- _Exercise objective_: Copy the material below word for word, line by line, but leave out the pictures.

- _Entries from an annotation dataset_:
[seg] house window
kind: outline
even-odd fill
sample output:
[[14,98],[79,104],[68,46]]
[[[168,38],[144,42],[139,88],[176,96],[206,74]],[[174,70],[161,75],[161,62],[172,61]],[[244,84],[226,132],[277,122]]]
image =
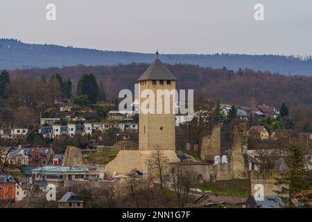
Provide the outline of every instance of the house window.
[[75,179],[83,179],[83,175],[75,175]]

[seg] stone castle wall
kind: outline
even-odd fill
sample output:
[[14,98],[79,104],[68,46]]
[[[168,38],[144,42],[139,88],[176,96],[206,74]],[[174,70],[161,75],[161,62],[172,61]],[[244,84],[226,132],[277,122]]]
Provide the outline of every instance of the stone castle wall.
[[236,179],[248,178],[247,168],[248,129],[246,123],[235,126],[231,153],[233,177]]
[[283,176],[283,172],[281,171],[269,171],[266,173],[263,173],[257,171],[250,171],[250,181],[251,181],[251,192],[254,196],[257,189],[255,189],[257,185],[262,185],[264,189],[264,196],[275,196],[277,195],[275,191],[281,191],[282,186],[275,185],[276,178],[280,178]]
[[[150,89],[153,92],[155,99],[155,111],[157,112],[157,89],[175,89],[175,82],[171,81],[167,85],[164,81],[164,85],[159,85],[159,81],[156,81],[156,85],[153,85],[151,80],[140,82],[139,94],[144,89]],[[170,97],[169,114],[144,114],[140,110],[139,124],[139,149],[140,151],[155,150],[158,146],[161,150],[175,151],[175,115],[172,112],[172,105],[175,104],[175,94]],[[147,99],[141,98],[139,105],[144,103]],[[163,98],[163,102],[165,98]],[[151,108],[152,105],[149,107]],[[164,113],[164,107],[162,113]]]
[[[203,162],[182,162],[173,163],[173,166],[182,164],[187,166],[188,168],[196,174],[198,182],[210,182],[213,180],[227,180],[233,179],[230,164],[209,164]],[[202,181],[203,180],[203,181]]]
[[204,136],[200,148],[200,158],[202,160],[214,161],[214,157],[221,155],[221,129],[219,124],[212,127],[211,133]]

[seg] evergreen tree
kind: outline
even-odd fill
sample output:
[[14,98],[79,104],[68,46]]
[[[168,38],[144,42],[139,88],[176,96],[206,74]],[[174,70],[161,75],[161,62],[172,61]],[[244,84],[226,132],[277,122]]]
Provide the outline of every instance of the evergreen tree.
[[87,95],[91,103],[96,103],[98,101],[98,85],[93,74],[81,76],[77,86],[77,94]]
[[10,75],[6,70],[3,70],[0,74],[0,97],[6,99],[10,94]]
[[225,119],[225,115],[224,114],[224,112],[222,112],[220,101],[218,101],[214,110],[214,120],[218,122],[223,122]]
[[78,94],[73,99],[73,103],[77,105],[87,105],[90,104],[88,96],[86,94]]
[[98,84],[98,100],[100,101],[106,101],[105,89],[104,89],[103,81],[101,81]]
[[281,104],[281,108],[279,110],[279,113],[281,117],[287,117],[289,114],[288,108],[286,105],[285,103],[283,103],[283,104]]
[[285,176],[275,178],[275,185],[281,186],[280,191],[275,191],[289,207],[295,207],[295,200],[302,202],[304,196],[298,196],[298,192],[309,188],[307,173],[305,170],[304,153],[297,145],[291,146],[289,159],[286,162],[289,167]]
[[237,108],[235,105],[232,105],[229,111],[229,121],[237,117]]
[[64,95],[65,99],[69,99],[71,98],[71,81],[70,79],[68,79],[64,83]]

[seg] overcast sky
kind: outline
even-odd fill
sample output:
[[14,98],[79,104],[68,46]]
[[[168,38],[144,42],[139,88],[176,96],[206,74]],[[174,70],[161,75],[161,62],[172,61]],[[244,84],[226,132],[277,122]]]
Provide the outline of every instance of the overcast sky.
[[[0,0],[0,37],[162,53],[312,55],[311,0]],[[56,21],[46,6],[56,6]],[[264,5],[263,22],[254,6]]]

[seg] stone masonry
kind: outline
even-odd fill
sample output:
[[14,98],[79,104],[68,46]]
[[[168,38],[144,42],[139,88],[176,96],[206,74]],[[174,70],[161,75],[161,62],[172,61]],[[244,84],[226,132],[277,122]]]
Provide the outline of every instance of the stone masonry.
[[214,161],[214,156],[221,155],[220,125],[215,124],[210,134],[202,137],[200,148],[200,158],[202,160]]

- _Expected output_:
[seg] house window
kind: outline
even-odd fill
sample output:
[[14,98],[79,104],[68,46]]
[[[168,38],[144,42],[139,88],[176,96],[206,74]],[[174,70],[161,75],[161,62],[172,61]],[[244,84],[226,132],[277,122]]]
image =
Provide the outline of every instance of the house window.
[[75,179],[83,179],[83,175],[75,175]]

[seg] stone castle wall
kind: outline
even-odd fill
sample output:
[[14,98],[79,104],[68,46]]
[[[168,38],[144,42],[139,88],[176,96],[206,74]],[[174,70],[161,75],[161,62],[172,61]],[[244,84],[226,132],[277,122]]]
Provide the outline of every instance of the stone castle wall.
[[236,179],[248,178],[247,168],[248,129],[246,123],[235,126],[231,153],[233,177]]
[[283,176],[283,172],[281,171],[269,171],[266,173],[263,173],[257,171],[250,171],[250,181],[251,181],[251,192],[254,196],[257,189],[255,189],[257,185],[262,185],[264,189],[264,196],[275,196],[277,195],[275,191],[281,191],[282,186],[275,185],[276,178],[280,178]]
[[[150,89],[153,92],[155,99],[155,111],[157,112],[157,89],[175,89],[175,82],[171,81],[167,85],[164,81],[164,85],[159,85],[159,81],[156,81],[156,85],[153,85],[151,80],[140,82],[139,94],[144,89]],[[170,97],[169,114],[144,114],[140,110],[139,124],[139,149],[140,151],[155,150],[158,146],[161,150],[175,151],[175,115],[172,112],[172,105],[175,104],[175,94]],[[147,99],[141,98],[139,105],[144,103]],[[163,98],[163,102],[165,98]],[[151,108],[152,105],[149,107]],[[164,113],[164,107],[162,113]]]
[[[203,162],[182,162],[173,163],[173,166],[182,164],[187,166],[188,168],[196,174],[198,182],[210,182],[213,180],[227,180],[233,179],[230,164],[209,164]],[[202,181],[203,180],[203,181]]]
[[204,136],[200,148],[200,158],[202,160],[214,161],[214,157],[221,155],[221,129],[219,124],[212,127],[211,133]]

[seg] evergreen tree
kind: outline
even-odd fill
sample output:
[[14,98],[79,104],[68,46]]
[[[168,38],[144,42],[139,88],[176,96],[206,74]],[[174,70],[161,75],[161,62],[172,61]],[[244,84],[226,132],[277,122]]]
Provide the outline of every instance of the evergreen tree.
[[87,95],[91,103],[96,103],[98,101],[98,85],[93,74],[81,76],[77,86],[77,94]]
[[10,75],[6,70],[3,70],[0,74],[0,97],[6,99],[10,94]]
[[225,119],[225,115],[224,114],[224,112],[222,112],[220,101],[218,101],[214,110],[214,120],[218,122],[223,122]]
[[78,94],[73,99],[73,103],[77,105],[87,105],[90,104],[88,96],[86,94]]
[[98,84],[98,100],[100,101],[106,101],[105,89],[104,89],[103,81],[101,81]]
[[281,104],[281,108],[279,110],[279,113],[281,117],[287,117],[289,114],[288,108],[286,105],[285,103],[283,103],[283,104]]
[[285,176],[275,178],[275,185],[281,186],[280,191],[275,191],[289,207],[295,207],[295,200],[302,202],[304,196],[298,196],[298,192],[309,188],[307,173],[305,170],[304,153],[297,145],[291,146],[289,159],[286,162],[289,167]]
[[237,108],[235,105],[232,105],[229,111],[229,121],[237,117]]
[[64,95],[65,99],[69,99],[71,98],[71,81],[70,79],[68,79],[64,83]]

[seg] overcast sky
kind: outline
even-odd fill
sample output:
[[14,98],[79,104],[68,46]]
[[[168,38],[144,42],[139,88],[176,96],[206,74]],[[174,70],[161,75],[161,62],[172,61]],[[244,84],[226,132],[277,122]]]
Provide the outline of every instance of the overcast sky.
[[[0,0],[0,37],[162,53],[312,55],[311,0]],[[56,21],[46,6],[56,6]],[[264,5],[263,22],[254,6]]]

[seg] stone masonry
kind: outline
even-odd fill
sample output:
[[14,98],[79,104],[68,46]]
[[[168,38],[144,42],[139,88],[176,96],[206,74]],[[174,70],[161,75],[161,62],[172,61]],[[244,84],[226,132],[277,122]]]
Provide the outline of every instance of the stone masonry.
[[214,161],[214,156],[221,155],[220,125],[215,124],[210,134],[202,137],[200,148],[200,158],[202,160]]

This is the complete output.